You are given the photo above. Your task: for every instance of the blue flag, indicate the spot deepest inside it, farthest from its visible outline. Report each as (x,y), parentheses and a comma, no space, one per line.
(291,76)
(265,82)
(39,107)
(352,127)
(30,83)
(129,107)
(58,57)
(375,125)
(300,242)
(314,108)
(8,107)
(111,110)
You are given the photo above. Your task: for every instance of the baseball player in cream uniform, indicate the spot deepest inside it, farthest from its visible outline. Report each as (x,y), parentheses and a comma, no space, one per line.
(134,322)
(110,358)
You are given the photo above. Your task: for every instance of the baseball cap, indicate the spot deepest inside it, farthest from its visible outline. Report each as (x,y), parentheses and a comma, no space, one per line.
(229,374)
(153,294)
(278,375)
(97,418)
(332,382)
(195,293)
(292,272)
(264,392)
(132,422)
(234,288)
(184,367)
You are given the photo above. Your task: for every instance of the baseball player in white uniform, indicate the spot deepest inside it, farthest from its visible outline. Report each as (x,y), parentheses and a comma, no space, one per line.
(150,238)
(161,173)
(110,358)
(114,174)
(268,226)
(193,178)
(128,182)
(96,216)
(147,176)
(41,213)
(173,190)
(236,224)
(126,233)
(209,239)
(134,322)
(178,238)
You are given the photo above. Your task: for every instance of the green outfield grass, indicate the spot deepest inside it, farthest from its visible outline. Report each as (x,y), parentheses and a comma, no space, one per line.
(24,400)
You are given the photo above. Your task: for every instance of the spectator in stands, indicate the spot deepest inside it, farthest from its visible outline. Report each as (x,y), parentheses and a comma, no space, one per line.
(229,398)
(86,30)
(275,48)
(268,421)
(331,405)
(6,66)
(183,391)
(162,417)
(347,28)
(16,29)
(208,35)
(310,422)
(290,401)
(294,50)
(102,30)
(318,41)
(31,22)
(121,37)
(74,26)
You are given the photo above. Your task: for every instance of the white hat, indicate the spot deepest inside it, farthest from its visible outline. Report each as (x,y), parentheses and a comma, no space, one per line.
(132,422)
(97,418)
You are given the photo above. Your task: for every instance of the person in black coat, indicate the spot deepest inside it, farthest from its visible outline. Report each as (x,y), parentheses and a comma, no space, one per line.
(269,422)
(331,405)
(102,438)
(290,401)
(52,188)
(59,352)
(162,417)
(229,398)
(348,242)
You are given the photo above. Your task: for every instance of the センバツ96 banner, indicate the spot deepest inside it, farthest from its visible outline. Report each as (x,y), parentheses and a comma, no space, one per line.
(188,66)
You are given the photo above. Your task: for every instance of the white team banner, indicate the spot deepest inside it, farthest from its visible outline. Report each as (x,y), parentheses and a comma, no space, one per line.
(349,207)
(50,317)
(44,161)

Problem to work on:
Keeping every line exactly as it is, copy all the records.

Answer space:
You are given the photo above. Your task: for every instance of the blue flag, indicate the spot deepest inside it, farthest from its visible outline. Report each as (x,y), parentheses and a comma, no space, one per line.
(291,76)
(265,82)
(39,107)
(352,127)
(30,83)
(129,107)
(58,57)
(375,125)
(300,242)
(314,108)
(8,107)
(111,110)
You are given the photo above. Your task: for every instance of the baseball player in cream uniform, indicate the spot deepest inside it, farthest from its visible outline. Report each as (x,y), parentheses and a comma, no space, one per line.
(134,322)
(110,358)
You are given the photo above. Your task: for every instance of the baseball cap, indicate the spot deepest inside it, farthest from its visible outline. Report each as (x,y), parentheses and a comma, no space, one per line.
(229,374)
(153,294)
(278,375)
(97,418)
(332,382)
(195,293)
(292,272)
(264,392)
(132,422)
(234,288)
(184,367)
You are given the photo above. Your task: for every instance of the baseball player in white uniform, indicate the spot deepest inside it, farthest from its visible outline. Report each as (x,y), parentheses and a comma, no space, one per line.
(150,238)
(161,173)
(110,358)
(114,174)
(268,226)
(193,178)
(128,182)
(96,216)
(147,176)
(41,213)
(173,190)
(236,224)
(126,233)
(209,239)
(134,322)
(178,238)
You are given the photo above. Your task: for every instance of the green outfield grass, indicate the spot deepest inside it, farthest from its visible outline. Report each as (x,y), parentheses and a comma, no space, one per line.
(24,400)
You are given the photo above. Your task: for every instance of the spectator in stands, indicate the spot deepest inside it, farthest from its visible outline. Report each as (x,y), parentheses and a comma, no space, one per line.
(229,398)
(86,30)
(275,48)
(268,421)
(331,405)
(6,66)
(183,391)
(162,417)
(347,28)
(16,29)
(208,35)
(310,422)
(290,401)
(294,50)
(102,30)
(318,41)
(31,22)
(121,37)
(74,26)
You are given the photo above. Your task: for every instance of the white hat, indicate the spot deepest inside it, farthest from its visible outline. Report each as (x,y), parentheses and a comma, no space, one per line.
(132,422)
(97,418)
You are given the photo above. Your task: for every instance of the person in black coat, indicate the spot deepest inside it, farthest from its visible outline. Report each as (x,y), parentheses and a comma, no space, one per line.
(269,422)
(331,405)
(102,438)
(290,401)
(52,188)
(59,352)
(162,417)
(229,398)
(348,242)
You are given the photo above. Your task: for every instance of the センバツ96 banner, indicate the spot deepest inside it, farthest from its visible outline. Report each as (x,y), parentheses and a comma, no space, one per line.
(188,66)
You are given the photo above. Your task: for every instance of the white team banner, indicate the spot deepest inside it, farthest from its visible outline. Report each as (x,y), parentheses and a comma, no space, one per line.
(349,207)
(50,317)
(44,161)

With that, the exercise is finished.